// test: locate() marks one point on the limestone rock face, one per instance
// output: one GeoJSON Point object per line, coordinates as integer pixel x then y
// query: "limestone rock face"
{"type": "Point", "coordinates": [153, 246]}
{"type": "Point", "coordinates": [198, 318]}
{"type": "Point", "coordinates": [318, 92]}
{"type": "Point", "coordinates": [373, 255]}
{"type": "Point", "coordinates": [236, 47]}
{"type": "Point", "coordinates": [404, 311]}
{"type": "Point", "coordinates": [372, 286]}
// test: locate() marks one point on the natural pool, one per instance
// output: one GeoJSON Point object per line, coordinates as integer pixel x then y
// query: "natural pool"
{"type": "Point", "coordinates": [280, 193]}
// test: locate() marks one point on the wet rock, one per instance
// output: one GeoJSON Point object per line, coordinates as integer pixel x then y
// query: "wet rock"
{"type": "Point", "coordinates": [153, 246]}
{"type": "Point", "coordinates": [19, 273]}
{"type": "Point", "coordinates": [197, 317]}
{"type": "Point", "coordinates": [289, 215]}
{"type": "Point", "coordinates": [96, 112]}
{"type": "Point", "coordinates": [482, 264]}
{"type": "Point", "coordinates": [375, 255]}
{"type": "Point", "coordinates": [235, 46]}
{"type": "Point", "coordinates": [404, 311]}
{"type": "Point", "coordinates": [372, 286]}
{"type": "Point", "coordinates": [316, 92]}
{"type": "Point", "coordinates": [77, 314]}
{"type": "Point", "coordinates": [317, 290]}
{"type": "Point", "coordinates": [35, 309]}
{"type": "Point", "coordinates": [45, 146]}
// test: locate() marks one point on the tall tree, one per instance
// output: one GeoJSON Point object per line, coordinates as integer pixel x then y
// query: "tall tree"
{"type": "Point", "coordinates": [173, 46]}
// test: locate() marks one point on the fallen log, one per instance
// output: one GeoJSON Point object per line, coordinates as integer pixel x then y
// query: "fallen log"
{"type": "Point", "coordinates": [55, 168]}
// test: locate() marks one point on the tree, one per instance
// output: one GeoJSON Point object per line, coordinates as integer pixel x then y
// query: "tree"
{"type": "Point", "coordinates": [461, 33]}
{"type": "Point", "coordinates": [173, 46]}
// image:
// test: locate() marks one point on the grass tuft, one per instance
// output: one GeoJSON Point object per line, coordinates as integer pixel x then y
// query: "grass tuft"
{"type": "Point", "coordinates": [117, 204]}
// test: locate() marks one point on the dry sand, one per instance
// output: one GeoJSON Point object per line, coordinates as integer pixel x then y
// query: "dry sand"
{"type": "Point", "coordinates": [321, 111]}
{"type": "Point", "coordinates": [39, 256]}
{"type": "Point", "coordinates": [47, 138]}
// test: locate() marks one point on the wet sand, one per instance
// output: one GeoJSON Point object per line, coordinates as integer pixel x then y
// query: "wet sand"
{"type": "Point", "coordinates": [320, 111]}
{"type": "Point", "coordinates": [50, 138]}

▬▬▬▬▬▬▬▬▬▬

__What to do__. In your answer, print every entry exactly as it appears.

__Your response__.
// test: locate() marks one point on the limestone rock face, one per instance
// output: one GeoJSON Point object per line, coordinates as integer pixel x then y
// query: "limestone rock face"
{"type": "Point", "coordinates": [153, 246]}
{"type": "Point", "coordinates": [198, 318]}
{"type": "Point", "coordinates": [318, 92]}
{"type": "Point", "coordinates": [373, 255]}
{"type": "Point", "coordinates": [236, 47]}
{"type": "Point", "coordinates": [404, 311]}
{"type": "Point", "coordinates": [372, 286]}
// test: locate() marks one point on the natural pool, one per instance
// output: one GeoJSON Point object per line, coordinates as integer pixel x then y
// query: "natural pool"
{"type": "Point", "coordinates": [280, 193]}
// test: locate() marks one point on the wet rock, one per instance
// output: one GeoJSON Point object per line, coordinates as integer pixel x then y
// query: "wet rock"
{"type": "Point", "coordinates": [153, 246]}
{"type": "Point", "coordinates": [19, 273]}
{"type": "Point", "coordinates": [197, 317]}
{"type": "Point", "coordinates": [289, 215]}
{"type": "Point", "coordinates": [96, 112]}
{"type": "Point", "coordinates": [482, 264]}
{"type": "Point", "coordinates": [375, 255]}
{"type": "Point", "coordinates": [235, 46]}
{"type": "Point", "coordinates": [404, 311]}
{"type": "Point", "coordinates": [372, 286]}
{"type": "Point", "coordinates": [316, 92]}
{"type": "Point", "coordinates": [77, 314]}
{"type": "Point", "coordinates": [317, 290]}
{"type": "Point", "coordinates": [35, 309]}
{"type": "Point", "coordinates": [45, 146]}
// test: locate() marks one point on the tall tree, one per instance
// output: one GeoJSON Point object per line, coordinates as integer pixel x then y
// query: "tall tree"
{"type": "Point", "coordinates": [173, 46]}
// test: locate() marks one point on the fallen log, one per instance
// output: one GeoJSON Point object per line, coordinates as integer pixel x then y
// query: "fallen log"
{"type": "Point", "coordinates": [55, 168]}
// test: locate() marks one point on the tree, one per instance
// output: one GeoJSON Point object per line, coordinates as integer pixel x then y
// query: "tree"
{"type": "Point", "coordinates": [461, 33]}
{"type": "Point", "coordinates": [173, 46]}
// image:
// test: locate() marks one point on the grass tuft, one per instance
// output: one GeoJSON Point object per line, coordinates as integer pixel x then y
// query: "grass tuft"
{"type": "Point", "coordinates": [117, 204]}
// test: locate() marks one point on the dry sand, one per instance
// output: one GeoJSON Point object per line, coordinates as integer pixel x then y
// query: "dry sand"
{"type": "Point", "coordinates": [321, 111]}
{"type": "Point", "coordinates": [39, 256]}
{"type": "Point", "coordinates": [47, 138]}
// test: locate() marks one point on the wet sand, one per instance
// output: one GeoJSON Point object per line, coordinates as integer pixel x then y
// query: "wet sand"
{"type": "Point", "coordinates": [320, 111]}
{"type": "Point", "coordinates": [50, 138]}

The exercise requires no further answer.